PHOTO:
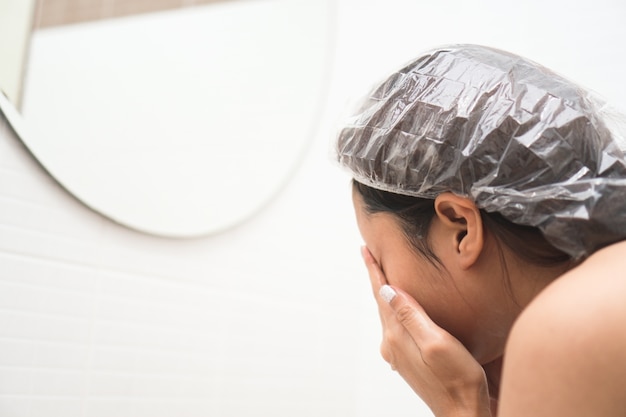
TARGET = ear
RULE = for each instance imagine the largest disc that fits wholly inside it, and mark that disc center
(464, 227)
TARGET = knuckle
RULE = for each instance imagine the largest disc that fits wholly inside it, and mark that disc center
(434, 349)
(385, 352)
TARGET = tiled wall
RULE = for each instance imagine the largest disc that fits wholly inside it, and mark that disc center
(61, 12)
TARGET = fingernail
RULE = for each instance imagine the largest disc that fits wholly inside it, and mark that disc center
(387, 293)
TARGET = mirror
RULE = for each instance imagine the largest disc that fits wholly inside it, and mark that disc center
(179, 122)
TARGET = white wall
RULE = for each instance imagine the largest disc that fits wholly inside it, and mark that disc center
(273, 318)
(15, 22)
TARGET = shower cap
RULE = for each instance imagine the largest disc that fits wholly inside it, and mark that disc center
(500, 129)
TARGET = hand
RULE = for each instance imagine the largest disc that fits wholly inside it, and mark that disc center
(435, 364)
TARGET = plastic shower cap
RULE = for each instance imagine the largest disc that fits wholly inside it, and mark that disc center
(502, 130)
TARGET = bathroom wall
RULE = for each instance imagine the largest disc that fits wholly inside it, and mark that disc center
(273, 317)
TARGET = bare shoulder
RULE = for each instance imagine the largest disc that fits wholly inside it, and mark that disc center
(566, 354)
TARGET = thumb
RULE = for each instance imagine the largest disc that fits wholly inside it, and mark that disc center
(408, 312)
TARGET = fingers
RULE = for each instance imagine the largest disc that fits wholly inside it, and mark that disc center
(409, 313)
(377, 277)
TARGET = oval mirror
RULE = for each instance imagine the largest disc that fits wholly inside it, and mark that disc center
(179, 122)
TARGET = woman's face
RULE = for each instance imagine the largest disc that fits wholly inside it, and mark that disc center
(477, 310)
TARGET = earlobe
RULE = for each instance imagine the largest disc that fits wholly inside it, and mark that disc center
(462, 219)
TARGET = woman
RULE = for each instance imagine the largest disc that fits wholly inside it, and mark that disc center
(491, 197)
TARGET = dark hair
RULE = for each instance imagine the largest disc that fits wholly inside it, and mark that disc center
(416, 214)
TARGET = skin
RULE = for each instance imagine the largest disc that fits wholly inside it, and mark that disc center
(450, 328)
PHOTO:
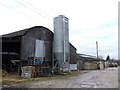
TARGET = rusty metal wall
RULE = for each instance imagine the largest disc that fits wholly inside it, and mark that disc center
(73, 56)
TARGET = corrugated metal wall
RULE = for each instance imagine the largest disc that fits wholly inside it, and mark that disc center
(37, 42)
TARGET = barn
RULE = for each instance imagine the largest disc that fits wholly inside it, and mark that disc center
(32, 42)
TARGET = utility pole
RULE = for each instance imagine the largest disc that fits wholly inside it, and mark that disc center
(97, 49)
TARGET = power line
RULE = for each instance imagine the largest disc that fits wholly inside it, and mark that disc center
(31, 9)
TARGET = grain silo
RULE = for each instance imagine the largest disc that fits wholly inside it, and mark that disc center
(61, 43)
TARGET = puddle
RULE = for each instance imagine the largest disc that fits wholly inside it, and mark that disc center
(87, 85)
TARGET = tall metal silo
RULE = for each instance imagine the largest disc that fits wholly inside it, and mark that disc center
(61, 42)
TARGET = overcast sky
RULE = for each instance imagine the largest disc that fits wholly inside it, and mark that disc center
(89, 21)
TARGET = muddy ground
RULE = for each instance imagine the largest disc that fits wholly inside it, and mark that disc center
(107, 78)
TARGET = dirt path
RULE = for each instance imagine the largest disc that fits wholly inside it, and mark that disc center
(107, 78)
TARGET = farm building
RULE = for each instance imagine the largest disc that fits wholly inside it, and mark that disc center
(33, 42)
(88, 62)
(38, 45)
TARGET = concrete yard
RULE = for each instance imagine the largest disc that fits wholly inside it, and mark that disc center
(107, 78)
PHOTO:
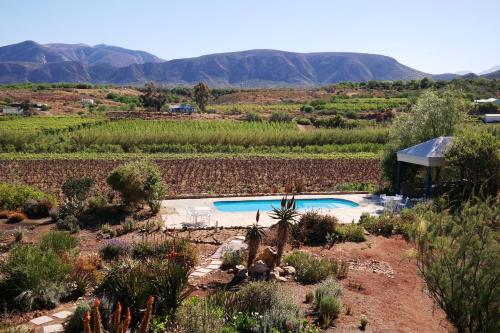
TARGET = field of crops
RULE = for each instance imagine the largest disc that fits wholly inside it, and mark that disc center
(74, 134)
(194, 175)
(338, 104)
(45, 124)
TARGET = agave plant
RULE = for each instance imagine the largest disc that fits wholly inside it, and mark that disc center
(286, 215)
(253, 238)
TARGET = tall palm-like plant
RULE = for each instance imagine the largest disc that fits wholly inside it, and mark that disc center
(253, 238)
(286, 215)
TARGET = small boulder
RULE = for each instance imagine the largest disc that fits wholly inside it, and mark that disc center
(268, 256)
(259, 267)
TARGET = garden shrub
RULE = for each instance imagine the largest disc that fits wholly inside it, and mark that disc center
(276, 309)
(280, 116)
(329, 309)
(311, 270)
(327, 287)
(231, 259)
(199, 315)
(68, 223)
(85, 273)
(253, 116)
(61, 242)
(131, 282)
(313, 228)
(351, 232)
(388, 224)
(179, 250)
(13, 196)
(458, 256)
(36, 209)
(74, 323)
(115, 248)
(33, 278)
(138, 182)
(16, 217)
(303, 121)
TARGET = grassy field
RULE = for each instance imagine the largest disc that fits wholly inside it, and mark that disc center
(338, 104)
(73, 134)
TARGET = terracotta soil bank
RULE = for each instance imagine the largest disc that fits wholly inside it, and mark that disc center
(203, 175)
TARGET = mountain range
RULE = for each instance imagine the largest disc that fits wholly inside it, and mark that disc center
(29, 61)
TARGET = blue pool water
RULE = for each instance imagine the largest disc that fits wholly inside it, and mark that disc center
(267, 205)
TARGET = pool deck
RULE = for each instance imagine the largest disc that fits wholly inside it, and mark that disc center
(173, 212)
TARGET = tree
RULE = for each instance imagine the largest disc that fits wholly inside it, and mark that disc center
(458, 258)
(475, 157)
(138, 182)
(76, 191)
(286, 215)
(153, 97)
(253, 238)
(201, 95)
(433, 115)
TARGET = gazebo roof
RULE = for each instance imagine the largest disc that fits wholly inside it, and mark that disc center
(428, 153)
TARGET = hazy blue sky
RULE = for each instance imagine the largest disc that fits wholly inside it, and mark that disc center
(430, 35)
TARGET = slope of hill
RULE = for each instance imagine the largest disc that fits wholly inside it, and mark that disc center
(32, 62)
(32, 52)
(492, 75)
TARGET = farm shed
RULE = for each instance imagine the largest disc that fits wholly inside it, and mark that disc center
(429, 154)
(182, 108)
(491, 118)
(11, 111)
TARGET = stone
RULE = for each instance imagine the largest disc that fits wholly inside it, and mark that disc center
(259, 267)
(268, 256)
(53, 328)
(41, 320)
(289, 270)
(279, 270)
(62, 314)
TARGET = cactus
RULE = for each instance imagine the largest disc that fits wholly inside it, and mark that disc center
(117, 325)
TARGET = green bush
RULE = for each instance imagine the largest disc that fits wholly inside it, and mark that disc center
(313, 228)
(458, 256)
(280, 116)
(277, 310)
(231, 259)
(61, 242)
(307, 108)
(350, 233)
(328, 287)
(138, 182)
(303, 121)
(130, 282)
(74, 323)
(68, 223)
(253, 116)
(388, 224)
(311, 270)
(33, 278)
(329, 309)
(474, 156)
(115, 248)
(181, 251)
(197, 315)
(97, 201)
(14, 196)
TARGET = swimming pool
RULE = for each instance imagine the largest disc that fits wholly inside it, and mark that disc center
(267, 205)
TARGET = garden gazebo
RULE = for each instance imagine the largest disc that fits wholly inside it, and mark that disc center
(429, 154)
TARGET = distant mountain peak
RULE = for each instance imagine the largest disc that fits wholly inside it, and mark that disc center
(29, 61)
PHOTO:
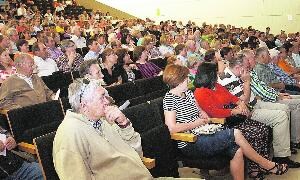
------
Exercise directions: Report every line of the lines above that contains the word "garden", matching case exactly.

Response:
TARGET = garden shrub
TARGET = garden gazebo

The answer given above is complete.